» **What the task requires**:
Print every record below exactly as written.

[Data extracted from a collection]
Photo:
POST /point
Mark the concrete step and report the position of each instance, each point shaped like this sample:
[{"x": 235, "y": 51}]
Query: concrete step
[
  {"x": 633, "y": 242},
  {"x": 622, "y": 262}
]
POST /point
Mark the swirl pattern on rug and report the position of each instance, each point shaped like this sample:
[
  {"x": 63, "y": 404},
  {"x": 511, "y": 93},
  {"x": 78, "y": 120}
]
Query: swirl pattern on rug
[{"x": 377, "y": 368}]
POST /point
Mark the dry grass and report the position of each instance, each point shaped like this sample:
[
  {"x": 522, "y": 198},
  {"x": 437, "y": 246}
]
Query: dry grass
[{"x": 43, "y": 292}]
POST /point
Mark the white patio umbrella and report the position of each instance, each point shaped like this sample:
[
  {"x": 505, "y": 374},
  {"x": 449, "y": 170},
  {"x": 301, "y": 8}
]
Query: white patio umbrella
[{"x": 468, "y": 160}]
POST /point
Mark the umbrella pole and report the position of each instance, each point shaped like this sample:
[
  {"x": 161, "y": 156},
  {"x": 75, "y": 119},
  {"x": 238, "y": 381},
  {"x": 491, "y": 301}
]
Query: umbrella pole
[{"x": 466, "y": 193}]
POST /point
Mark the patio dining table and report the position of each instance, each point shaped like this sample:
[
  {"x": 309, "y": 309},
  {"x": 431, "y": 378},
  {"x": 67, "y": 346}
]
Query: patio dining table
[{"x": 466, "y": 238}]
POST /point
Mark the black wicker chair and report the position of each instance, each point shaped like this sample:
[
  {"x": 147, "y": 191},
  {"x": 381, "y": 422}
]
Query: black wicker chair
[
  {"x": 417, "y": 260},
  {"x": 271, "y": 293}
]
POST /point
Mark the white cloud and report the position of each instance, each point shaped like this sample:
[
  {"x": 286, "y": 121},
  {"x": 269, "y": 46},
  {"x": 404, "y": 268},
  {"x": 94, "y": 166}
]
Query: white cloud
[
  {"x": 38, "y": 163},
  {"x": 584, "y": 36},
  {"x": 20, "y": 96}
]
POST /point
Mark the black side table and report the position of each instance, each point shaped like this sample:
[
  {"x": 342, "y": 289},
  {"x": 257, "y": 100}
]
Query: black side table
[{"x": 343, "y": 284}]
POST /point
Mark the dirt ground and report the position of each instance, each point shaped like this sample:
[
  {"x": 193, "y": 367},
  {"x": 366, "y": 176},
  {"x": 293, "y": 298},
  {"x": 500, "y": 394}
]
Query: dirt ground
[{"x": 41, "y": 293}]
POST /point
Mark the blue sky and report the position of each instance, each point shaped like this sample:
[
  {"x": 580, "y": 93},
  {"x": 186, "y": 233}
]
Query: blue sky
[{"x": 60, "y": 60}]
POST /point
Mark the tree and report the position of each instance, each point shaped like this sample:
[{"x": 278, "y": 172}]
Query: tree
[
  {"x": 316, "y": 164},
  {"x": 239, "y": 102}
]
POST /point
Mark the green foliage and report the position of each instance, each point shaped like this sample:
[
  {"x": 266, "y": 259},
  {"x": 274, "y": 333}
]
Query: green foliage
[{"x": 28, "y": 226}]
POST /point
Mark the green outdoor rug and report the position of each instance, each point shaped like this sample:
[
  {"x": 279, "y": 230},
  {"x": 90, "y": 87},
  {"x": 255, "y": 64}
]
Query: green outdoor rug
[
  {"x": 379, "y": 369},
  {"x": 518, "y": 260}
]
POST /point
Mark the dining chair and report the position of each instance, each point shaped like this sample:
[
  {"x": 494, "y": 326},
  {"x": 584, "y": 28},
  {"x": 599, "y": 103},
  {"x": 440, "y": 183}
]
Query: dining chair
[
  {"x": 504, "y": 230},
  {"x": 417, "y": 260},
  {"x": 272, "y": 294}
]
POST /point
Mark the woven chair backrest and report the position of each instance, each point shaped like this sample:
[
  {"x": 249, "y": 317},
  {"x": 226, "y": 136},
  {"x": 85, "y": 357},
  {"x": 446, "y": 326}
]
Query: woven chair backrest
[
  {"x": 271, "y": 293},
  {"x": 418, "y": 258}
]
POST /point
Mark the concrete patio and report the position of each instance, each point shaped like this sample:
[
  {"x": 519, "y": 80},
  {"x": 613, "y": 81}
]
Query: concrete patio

» **Result**:
Photo:
POST /point
Mark the concrete step and report the position of each instance, each point shaped like this sample:
[{"x": 235, "y": 51}]
Query: concrete step
[
  {"x": 633, "y": 242},
  {"x": 622, "y": 262}
]
POST /point
Mark the swirl pattern on rug and report the position of each instance, each point shaped like this sample:
[
  {"x": 63, "y": 404},
  {"x": 511, "y": 93},
  {"x": 78, "y": 120}
]
Query: swirl pattern on rug
[{"x": 377, "y": 368}]
POST /point
Mark the dry grass and report the position of each instance, each point shaped like this sample:
[
  {"x": 522, "y": 198},
  {"x": 437, "y": 246}
]
Query: dry grass
[{"x": 43, "y": 292}]
POST /point
Mark the white patio umbrella and report the position of each instance, each point shaped like this sample:
[
  {"x": 505, "y": 374},
  {"x": 449, "y": 170},
  {"x": 301, "y": 8}
]
Query: white patio umbrella
[{"x": 468, "y": 160}]
POST /point
Mark the umbrella pole and report the position of each instance, each point shaped like this sample:
[
  {"x": 161, "y": 156},
  {"x": 75, "y": 119},
  {"x": 238, "y": 381},
  {"x": 491, "y": 301}
]
Query: umbrella pole
[{"x": 466, "y": 193}]
POST /point
Mark the patio dining table and report the position of each instance, each point shaped like this sample:
[
  {"x": 309, "y": 309},
  {"x": 431, "y": 378},
  {"x": 67, "y": 346}
]
Query: patio dining table
[{"x": 466, "y": 238}]
POST /point
Mark the black wicker chair and report the position of each instance, each point shaped like this sample:
[
  {"x": 147, "y": 191},
  {"x": 381, "y": 422}
]
Query: black wicker chair
[
  {"x": 417, "y": 260},
  {"x": 271, "y": 293}
]
POST /point
Mark the white cloud and report the position of each instance, each point shaped like this sample:
[
  {"x": 286, "y": 121},
  {"x": 269, "y": 46},
  {"x": 404, "y": 268},
  {"x": 94, "y": 166}
]
Query: white cloud
[
  {"x": 38, "y": 163},
  {"x": 584, "y": 36},
  {"x": 20, "y": 96}
]
POST /point
Mark the black side table and report the position of each instance, each point shaped like this sample:
[
  {"x": 342, "y": 289},
  {"x": 257, "y": 100}
]
Query: black side table
[{"x": 343, "y": 284}]
POST /point
Mark the dirt ground and report the position of each instance, each point shaped like this sample:
[
  {"x": 193, "y": 367},
  {"x": 366, "y": 176},
  {"x": 293, "y": 298},
  {"x": 500, "y": 394}
]
Query: dirt ground
[{"x": 41, "y": 293}]
POST /point
Mark the blue sky and report the position of each instance, each point shaped like this sample:
[
  {"x": 580, "y": 93},
  {"x": 186, "y": 233}
]
Query: blue sky
[{"x": 60, "y": 60}]
POST /point
Mark the tree and report the position of each instance, each point shaped like this sample:
[{"x": 278, "y": 172}]
Query: tree
[
  {"x": 316, "y": 164},
  {"x": 239, "y": 102}
]
POST /point
Mark the green foliage and report the position of each instance, each point shaped like this sample:
[
  {"x": 266, "y": 259},
  {"x": 274, "y": 333}
]
Query: green foliage
[{"x": 28, "y": 226}]
POST /point
Mark the green outdoor rug and report the position of each instance, each point shaped like this sample:
[
  {"x": 279, "y": 230},
  {"x": 90, "y": 87},
  {"x": 255, "y": 64}
]
Query: green outdoor rug
[
  {"x": 379, "y": 369},
  {"x": 518, "y": 260}
]
POST /point
Mark the dining chair and report the position of each instance, each point shaped like this sample:
[
  {"x": 494, "y": 326},
  {"x": 584, "y": 28},
  {"x": 599, "y": 103},
  {"x": 440, "y": 183}
]
Query: dining chair
[
  {"x": 504, "y": 230},
  {"x": 417, "y": 260},
  {"x": 272, "y": 294}
]
POST /point
Mark the woven chair backrest and report the position of each instance, each point shaped like this sample:
[
  {"x": 249, "y": 317},
  {"x": 226, "y": 136},
  {"x": 85, "y": 357},
  {"x": 446, "y": 326}
]
Query: woven chair backrest
[
  {"x": 271, "y": 293},
  {"x": 418, "y": 258}
]
POST /point
Mark the concrete patio and report the position of each instance, each point shaped like this sample:
[
  {"x": 519, "y": 80},
  {"x": 613, "y": 81}
]
Query: concrete patio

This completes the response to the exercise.